** Begin Entries shown **

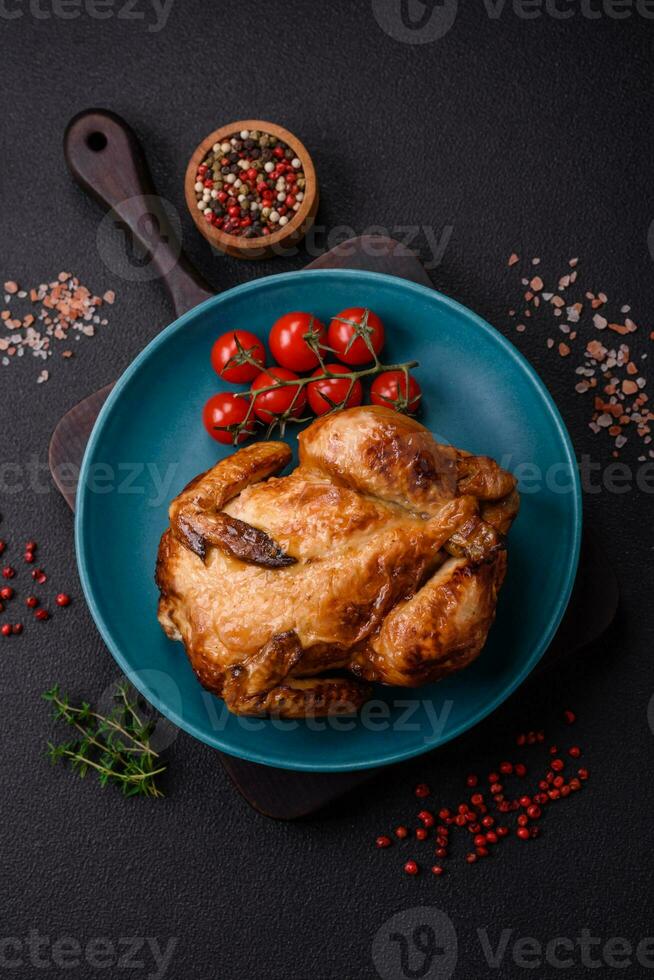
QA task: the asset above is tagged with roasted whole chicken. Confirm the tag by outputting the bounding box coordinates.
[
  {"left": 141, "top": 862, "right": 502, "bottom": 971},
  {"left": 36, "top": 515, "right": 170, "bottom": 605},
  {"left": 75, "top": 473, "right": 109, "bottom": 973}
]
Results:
[{"left": 156, "top": 406, "right": 519, "bottom": 718}]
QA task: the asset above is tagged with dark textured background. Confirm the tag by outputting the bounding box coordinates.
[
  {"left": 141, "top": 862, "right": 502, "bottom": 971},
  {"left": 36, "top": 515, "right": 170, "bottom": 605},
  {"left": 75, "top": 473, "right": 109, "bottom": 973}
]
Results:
[{"left": 0, "top": 0, "right": 654, "bottom": 980}]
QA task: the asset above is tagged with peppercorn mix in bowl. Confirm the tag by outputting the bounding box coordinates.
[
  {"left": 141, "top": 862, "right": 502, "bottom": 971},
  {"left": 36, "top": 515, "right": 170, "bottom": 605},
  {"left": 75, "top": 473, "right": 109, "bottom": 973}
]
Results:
[{"left": 185, "top": 120, "right": 318, "bottom": 259}]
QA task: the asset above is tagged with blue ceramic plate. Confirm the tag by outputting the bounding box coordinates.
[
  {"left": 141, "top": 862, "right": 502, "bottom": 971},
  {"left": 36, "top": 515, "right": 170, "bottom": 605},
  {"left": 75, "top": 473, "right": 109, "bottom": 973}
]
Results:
[{"left": 76, "top": 270, "right": 581, "bottom": 771}]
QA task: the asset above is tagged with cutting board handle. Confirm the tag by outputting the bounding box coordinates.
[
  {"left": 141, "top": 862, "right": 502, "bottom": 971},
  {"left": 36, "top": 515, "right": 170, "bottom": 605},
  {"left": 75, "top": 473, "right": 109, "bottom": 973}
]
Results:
[{"left": 64, "top": 109, "right": 215, "bottom": 316}]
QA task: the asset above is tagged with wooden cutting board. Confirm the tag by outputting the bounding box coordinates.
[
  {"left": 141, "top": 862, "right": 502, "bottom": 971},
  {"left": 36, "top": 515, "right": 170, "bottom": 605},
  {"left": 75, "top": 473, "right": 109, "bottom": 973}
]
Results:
[{"left": 49, "top": 110, "right": 618, "bottom": 820}]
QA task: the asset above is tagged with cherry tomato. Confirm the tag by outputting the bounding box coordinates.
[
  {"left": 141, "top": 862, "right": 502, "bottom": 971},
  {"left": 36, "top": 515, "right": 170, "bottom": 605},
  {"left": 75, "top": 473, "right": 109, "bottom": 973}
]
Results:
[
  {"left": 211, "top": 330, "right": 266, "bottom": 385},
  {"left": 370, "top": 371, "right": 422, "bottom": 415},
  {"left": 307, "top": 364, "right": 363, "bottom": 415},
  {"left": 202, "top": 391, "right": 254, "bottom": 445},
  {"left": 252, "top": 367, "right": 307, "bottom": 424},
  {"left": 268, "top": 313, "right": 327, "bottom": 371},
  {"left": 327, "top": 306, "right": 384, "bottom": 364}
]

** End Entries shown **

■ **Task requirements**:
Locate every line in the records containing the word "cutting" and copy each such line in full. Treat uppercase and lowercase as different, so the case must match.

■ **Worked answer**:
QA task: the asset above is tagged with cutting board handle. Confirm the tag by outputting the bounding box coordinates.
QA task: the asset above is tagged with wooden cutting board. Confirm the tag by outputting the bounding box coordinates.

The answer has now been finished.